Problem:
Find the line containing "point_to SHOULD place one pin on every instance of the orange" in the entries below. Restate it and each line after it, word for word, up to and including the line containing "point_to SHOULD place one pin on every instance of the black".

(Beginning of Records provided)

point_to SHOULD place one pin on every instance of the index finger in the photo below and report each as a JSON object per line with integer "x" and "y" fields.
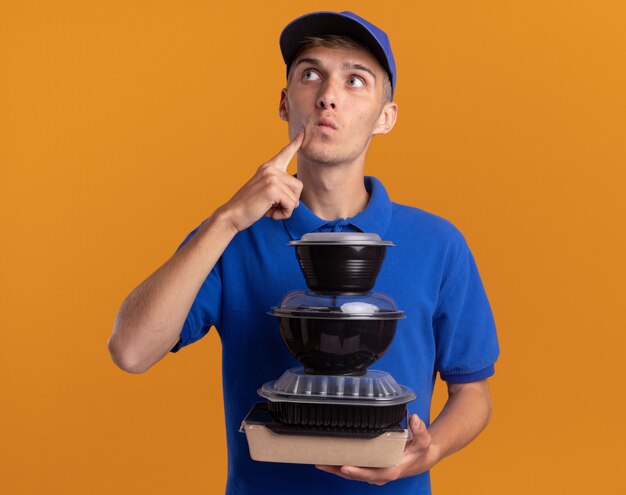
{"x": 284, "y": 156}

(End of Records provided)
(Beginning of Records provided)

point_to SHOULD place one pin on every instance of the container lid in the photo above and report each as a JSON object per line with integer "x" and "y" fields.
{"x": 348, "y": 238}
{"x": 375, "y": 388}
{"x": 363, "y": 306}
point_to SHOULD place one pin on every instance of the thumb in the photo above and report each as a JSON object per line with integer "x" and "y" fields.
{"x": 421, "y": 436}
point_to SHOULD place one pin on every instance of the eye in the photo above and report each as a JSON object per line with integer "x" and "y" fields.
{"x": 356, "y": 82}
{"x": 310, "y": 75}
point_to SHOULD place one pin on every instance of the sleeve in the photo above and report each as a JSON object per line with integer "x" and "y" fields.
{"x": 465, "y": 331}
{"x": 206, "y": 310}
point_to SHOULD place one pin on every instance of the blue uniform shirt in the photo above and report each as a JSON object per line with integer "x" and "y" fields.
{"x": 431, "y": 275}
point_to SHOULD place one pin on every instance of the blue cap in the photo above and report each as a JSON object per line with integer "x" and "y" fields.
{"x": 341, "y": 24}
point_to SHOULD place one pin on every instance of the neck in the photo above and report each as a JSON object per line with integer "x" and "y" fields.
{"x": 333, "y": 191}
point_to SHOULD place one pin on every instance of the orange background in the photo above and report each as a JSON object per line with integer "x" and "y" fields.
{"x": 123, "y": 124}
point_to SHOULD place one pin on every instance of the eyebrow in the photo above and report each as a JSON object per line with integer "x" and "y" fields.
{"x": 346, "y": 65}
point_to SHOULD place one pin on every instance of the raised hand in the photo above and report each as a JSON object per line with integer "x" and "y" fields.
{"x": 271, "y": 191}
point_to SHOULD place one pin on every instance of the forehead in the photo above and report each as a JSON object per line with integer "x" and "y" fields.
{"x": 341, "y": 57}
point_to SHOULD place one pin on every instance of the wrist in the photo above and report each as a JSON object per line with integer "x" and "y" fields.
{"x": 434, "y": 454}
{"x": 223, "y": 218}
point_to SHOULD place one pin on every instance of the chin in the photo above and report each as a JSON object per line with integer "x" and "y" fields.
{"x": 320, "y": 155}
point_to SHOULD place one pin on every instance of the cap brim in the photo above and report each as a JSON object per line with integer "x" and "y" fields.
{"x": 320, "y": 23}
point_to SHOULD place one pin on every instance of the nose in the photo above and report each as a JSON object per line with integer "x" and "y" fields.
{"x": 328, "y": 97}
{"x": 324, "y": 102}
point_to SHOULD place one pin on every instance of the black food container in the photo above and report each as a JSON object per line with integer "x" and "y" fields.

(End of Records provided)

Exercise response:
point_to SHOULD place one pin on every instance of the orange background in the photo above and report each as a JSON object per line with integer "x" and "y" fields.
{"x": 123, "y": 124}
point_to SHOULD place one pin on every instance of the eyebrow in the photo above and report each as a JSON object per line with integer "x" and "y" fields.
{"x": 346, "y": 65}
point_to SHOULD place one pin on every instance of the raised hand in the photo above and report each as a JSON object per line with integer "x" and "y" fields.
{"x": 271, "y": 191}
point_to SHOULD place one pin on every instance of the forehead in the photo above and report each as a JSON object per line with integer "x" and "y" fields.
{"x": 341, "y": 57}
point_to SHOULD place one pin on every instance of the wrist in the photo above and report each as a JSON object per line with integer "x" and "y" fields.
{"x": 434, "y": 454}
{"x": 223, "y": 218}
point_to SHOULD place one pin on every instance of the chin in the photo above and report each as a JSON object per line with integer "x" and "y" fields.
{"x": 320, "y": 155}
point_to SHOULD place one pin on every instance of the cap brim in the photo above and report each as a JSON object per line with integer "x" and "y" fields.
{"x": 320, "y": 23}
point_to SHOULD place one pin on every instance of the nose in the photo above and report each as a JSON object per line with integer "x" and "y" fields.
{"x": 328, "y": 97}
{"x": 324, "y": 102}
point_to SHOULD place one pin on every instance of the black food container in the photo above and report each as a JSON object per line with integer "x" and "y" fields.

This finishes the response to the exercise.